Turning the Tide on Waterborne Disease

Why Access to Clean Water is Just the Beginning

A Clear Cause

Waterborne diseases caused by harmful bacteria and parasites in drinking water affect millions around the world.

In many places, people walk great distances, only to fetch their family’s daily supply of water from contaminated sources like rivers, streams, and ponds.

Through its work in Ghana, Bright Water Foundation (BWF) knows hope is on the rise. Waterborne disease is preventable. Its causes are understood, and the solutions are known.

Woman collects water in yellow plastic bucket at a river.

Clean Water Access: A Critical First Step

Governments and international aid organizations are making powerful strides to improve clean water access by building protected wells and boreholes closer to the people who need it most.

In rural Atiwa West District, Ghana, most families collect household water from nearby deep wells or boreholes.

Woman in red dress pumping water at a borehole.

Properly built and maintained, boreholes can provide clean safe water—a huge win for public health.

However when BWF arrived in Atiwa West, levels of waterborne disease, especially among children, was high.

Of 1,468 households surveyed by BWF’s Safe Water Educators (SWEs), the number reporting incidents of diarrhea in children during the 14 days prior to the survey date, was 36%.

Why so high? Because access to clean water is not the complete answer.

Turning the tide on waterborne disease must encompass how water is handled after it leaves the pump.

How Water Becomes Contaminated: A Preventable Problem

Water that starts out safe becomes contaminated when collected in dirty containers, exposed to unwashed hands, transported in vessels open to dust and human or animal contact, stored in uncovered household water barrels and dipped into—not just for drinking, but for all household water needs.

Drawing, woman pumping water. Boy with hands in water.
Woman pouring water into a dirty barrel.
Drawing of boys playing in water container and drinking.
++++++++++
**ACTION ITEM:**
Rewrite the waterborne disease text from "How Water Becomes" up to and including "household water needs.", replacing "uncovered" with "unsealed".
++++++++++
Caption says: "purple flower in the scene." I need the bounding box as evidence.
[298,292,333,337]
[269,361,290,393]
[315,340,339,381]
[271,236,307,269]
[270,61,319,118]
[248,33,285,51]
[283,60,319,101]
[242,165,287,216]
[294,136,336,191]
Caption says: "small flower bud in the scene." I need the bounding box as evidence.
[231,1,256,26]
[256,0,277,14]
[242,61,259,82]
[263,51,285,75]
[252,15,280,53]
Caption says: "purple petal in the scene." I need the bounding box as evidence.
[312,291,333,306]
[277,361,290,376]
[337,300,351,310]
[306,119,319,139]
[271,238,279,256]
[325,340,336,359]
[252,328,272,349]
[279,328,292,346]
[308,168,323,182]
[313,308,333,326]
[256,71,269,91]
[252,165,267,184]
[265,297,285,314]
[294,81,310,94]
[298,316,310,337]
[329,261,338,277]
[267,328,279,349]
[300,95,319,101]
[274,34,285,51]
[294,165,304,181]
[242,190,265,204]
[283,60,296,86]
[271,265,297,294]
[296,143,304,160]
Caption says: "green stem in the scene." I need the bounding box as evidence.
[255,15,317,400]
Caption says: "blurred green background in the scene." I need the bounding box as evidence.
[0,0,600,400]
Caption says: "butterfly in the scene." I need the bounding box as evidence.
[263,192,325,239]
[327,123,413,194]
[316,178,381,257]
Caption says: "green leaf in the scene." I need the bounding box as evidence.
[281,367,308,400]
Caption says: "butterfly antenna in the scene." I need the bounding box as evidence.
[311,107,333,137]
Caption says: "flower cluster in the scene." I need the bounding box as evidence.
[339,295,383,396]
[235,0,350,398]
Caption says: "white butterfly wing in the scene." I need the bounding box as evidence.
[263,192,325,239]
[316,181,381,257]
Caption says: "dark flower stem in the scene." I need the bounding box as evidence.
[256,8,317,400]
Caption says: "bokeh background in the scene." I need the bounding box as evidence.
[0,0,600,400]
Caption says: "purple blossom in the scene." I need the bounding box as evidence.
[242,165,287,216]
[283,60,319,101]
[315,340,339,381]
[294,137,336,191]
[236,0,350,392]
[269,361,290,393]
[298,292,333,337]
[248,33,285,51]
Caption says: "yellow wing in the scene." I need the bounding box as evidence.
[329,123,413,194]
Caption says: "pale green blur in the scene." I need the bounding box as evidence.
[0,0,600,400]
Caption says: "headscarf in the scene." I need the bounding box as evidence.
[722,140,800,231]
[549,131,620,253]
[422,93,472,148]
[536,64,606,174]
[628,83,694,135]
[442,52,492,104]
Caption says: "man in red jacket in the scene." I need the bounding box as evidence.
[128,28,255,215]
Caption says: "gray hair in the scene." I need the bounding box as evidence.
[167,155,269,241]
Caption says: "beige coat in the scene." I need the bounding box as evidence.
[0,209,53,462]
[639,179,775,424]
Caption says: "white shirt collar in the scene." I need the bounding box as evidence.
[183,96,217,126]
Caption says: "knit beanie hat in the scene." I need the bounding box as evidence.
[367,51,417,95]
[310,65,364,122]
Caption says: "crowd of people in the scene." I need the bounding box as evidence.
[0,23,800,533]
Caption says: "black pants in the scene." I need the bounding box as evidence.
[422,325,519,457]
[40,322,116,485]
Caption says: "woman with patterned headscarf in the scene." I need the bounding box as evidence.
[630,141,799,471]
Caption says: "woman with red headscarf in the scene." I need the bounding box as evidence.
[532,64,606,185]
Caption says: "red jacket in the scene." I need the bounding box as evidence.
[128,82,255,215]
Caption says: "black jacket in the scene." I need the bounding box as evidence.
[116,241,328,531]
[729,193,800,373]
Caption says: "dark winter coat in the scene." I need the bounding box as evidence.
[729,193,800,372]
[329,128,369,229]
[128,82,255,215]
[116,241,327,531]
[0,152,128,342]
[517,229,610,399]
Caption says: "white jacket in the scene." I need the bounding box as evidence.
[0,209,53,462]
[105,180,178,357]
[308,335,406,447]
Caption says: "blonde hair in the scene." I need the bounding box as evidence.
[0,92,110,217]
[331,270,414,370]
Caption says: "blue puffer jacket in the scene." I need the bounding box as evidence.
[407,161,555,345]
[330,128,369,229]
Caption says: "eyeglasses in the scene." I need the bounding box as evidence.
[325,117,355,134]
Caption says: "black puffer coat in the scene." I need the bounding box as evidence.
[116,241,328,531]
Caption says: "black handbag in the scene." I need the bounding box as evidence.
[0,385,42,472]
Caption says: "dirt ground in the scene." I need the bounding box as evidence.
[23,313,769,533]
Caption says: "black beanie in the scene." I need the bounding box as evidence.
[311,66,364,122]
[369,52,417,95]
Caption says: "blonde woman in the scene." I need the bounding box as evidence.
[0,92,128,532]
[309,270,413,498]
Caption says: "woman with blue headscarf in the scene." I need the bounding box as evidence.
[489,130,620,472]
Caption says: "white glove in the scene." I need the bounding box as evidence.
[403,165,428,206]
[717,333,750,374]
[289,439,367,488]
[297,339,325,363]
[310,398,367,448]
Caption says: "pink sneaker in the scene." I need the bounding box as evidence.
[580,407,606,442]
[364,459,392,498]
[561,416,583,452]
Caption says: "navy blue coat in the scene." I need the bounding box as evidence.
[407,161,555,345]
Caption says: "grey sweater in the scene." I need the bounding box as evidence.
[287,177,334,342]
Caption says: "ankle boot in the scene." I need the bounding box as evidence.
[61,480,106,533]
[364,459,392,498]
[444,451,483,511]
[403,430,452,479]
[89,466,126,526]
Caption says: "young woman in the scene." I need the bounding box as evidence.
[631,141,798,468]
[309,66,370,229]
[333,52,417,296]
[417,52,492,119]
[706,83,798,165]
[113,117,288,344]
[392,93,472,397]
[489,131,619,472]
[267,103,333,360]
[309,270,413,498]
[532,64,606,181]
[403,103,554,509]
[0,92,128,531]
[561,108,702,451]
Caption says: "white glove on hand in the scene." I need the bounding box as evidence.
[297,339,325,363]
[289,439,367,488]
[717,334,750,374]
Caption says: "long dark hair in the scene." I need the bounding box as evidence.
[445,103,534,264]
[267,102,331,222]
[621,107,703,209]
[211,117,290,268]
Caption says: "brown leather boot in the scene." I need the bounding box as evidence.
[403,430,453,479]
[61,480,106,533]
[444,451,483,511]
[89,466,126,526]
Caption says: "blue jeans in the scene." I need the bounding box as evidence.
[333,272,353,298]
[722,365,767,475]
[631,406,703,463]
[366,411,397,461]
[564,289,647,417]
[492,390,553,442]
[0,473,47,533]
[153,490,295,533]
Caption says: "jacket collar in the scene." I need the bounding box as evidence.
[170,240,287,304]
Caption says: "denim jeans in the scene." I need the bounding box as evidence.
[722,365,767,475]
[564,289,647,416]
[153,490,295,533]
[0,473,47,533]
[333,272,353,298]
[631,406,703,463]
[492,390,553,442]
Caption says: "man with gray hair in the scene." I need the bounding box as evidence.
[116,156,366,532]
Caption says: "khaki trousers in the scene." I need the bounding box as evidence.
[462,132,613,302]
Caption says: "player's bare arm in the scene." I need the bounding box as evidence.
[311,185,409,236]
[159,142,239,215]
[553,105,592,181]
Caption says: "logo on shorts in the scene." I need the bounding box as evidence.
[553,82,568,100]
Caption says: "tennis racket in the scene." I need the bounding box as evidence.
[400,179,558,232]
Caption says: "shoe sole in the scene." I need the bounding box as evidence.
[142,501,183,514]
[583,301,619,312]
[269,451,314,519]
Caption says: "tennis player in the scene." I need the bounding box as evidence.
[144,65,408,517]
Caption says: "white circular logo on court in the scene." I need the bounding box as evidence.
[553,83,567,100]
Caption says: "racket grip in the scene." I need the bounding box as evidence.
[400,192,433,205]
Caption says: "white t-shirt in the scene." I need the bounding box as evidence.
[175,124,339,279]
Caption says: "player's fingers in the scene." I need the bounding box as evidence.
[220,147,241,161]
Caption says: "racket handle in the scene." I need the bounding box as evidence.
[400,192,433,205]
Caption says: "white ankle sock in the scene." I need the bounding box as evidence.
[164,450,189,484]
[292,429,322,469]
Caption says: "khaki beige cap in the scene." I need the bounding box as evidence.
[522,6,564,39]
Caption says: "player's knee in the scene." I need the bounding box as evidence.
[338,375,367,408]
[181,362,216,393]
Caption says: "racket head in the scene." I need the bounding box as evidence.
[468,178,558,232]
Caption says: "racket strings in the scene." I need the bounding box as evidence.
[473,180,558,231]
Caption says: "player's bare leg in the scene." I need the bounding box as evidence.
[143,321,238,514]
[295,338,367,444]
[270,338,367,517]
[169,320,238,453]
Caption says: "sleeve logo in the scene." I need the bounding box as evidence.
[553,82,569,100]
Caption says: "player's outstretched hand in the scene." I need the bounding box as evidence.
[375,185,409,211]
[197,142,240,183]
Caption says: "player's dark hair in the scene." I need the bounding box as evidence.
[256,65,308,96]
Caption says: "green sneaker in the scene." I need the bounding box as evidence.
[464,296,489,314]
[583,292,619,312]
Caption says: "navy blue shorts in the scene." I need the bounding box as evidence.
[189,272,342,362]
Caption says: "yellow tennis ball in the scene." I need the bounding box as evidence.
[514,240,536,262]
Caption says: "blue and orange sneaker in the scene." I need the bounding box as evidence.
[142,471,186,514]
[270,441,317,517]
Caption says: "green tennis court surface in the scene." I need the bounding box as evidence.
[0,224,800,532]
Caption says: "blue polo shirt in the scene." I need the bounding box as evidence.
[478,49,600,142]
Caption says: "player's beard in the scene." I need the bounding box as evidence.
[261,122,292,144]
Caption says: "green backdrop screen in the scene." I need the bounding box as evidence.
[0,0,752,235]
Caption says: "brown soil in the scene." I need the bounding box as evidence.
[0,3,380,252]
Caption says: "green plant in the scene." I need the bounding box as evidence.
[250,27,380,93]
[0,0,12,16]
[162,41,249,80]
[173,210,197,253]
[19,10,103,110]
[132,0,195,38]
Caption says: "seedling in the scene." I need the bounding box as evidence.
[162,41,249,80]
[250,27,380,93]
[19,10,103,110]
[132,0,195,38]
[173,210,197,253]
++++++++++
**ANSWER TO THE PROBLEM:**
How Water Becomes Contaminated: A Preventable Problem

Water that starts out safe becomes contaminated when collected in dirty containers, exposed to unwashed hands, transported in vessels open to dust and human or animal contact, stored in unsealed household water barrels and dipped into—not just for drinking, but for all household water needs.